▶ What you have to do
Rewrite the data below with every "single point" changed to "one point", keeping everything else the same.
───── The data ─────
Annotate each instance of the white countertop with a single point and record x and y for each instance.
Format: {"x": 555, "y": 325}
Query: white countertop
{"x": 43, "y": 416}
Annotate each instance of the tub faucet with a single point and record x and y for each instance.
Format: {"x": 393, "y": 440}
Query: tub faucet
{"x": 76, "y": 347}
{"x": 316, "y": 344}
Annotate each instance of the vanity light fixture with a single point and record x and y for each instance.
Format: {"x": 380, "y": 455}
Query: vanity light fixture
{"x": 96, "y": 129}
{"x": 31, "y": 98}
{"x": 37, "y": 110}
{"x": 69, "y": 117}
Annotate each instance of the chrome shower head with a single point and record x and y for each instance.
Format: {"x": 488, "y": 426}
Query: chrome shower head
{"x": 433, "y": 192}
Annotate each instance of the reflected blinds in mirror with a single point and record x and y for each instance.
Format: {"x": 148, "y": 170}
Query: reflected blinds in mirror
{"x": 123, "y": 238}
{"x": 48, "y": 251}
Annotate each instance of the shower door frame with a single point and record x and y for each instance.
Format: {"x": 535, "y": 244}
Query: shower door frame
─────
▶ Exercise response
Annotate each instance of the white countertop with a one point and record x and y for each instance.
Format: {"x": 555, "y": 325}
Query: white countertop
{"x": 43, "y": 416}
Annotate each instance of the tub faucet with a one point and record x and y for each instance.
Format: {"x": 393, "y": 440}
Query: tub faucet
{"x": 76, "y": 347}
{"x": 316, "y": 344}
Annotate each instance of the vanity light fixture with a one point and record x and y for each instance.
Format: {"x": 380, "y": 455}
Query: vanity light fixture
{"x": 96, "y": 129}
{"x": 31, "y": 98}
{"x": 37, "y": 110}
{"x": 69, "y": 117}
Annotate each instance of the chrome shower head with a one point and record x and y for each instance.
Format: {"x": 488, "y": 426}
Query: chrome shower head
{"x": 433, "y": 192}
Annotate each instance of the reflected blinds in mirror with a one point and record x and y for each instance.
Format: {"x": 148, "y": 170}
Query: reflected blinds in mirror
{"x": 123, "y": 238}
{"x": 48, "y": 251}
Annotate each instance of the shower door frame with a one point and record x and y for each instance.
Format: {"x": 535, "y": 244}
Query: shower door frame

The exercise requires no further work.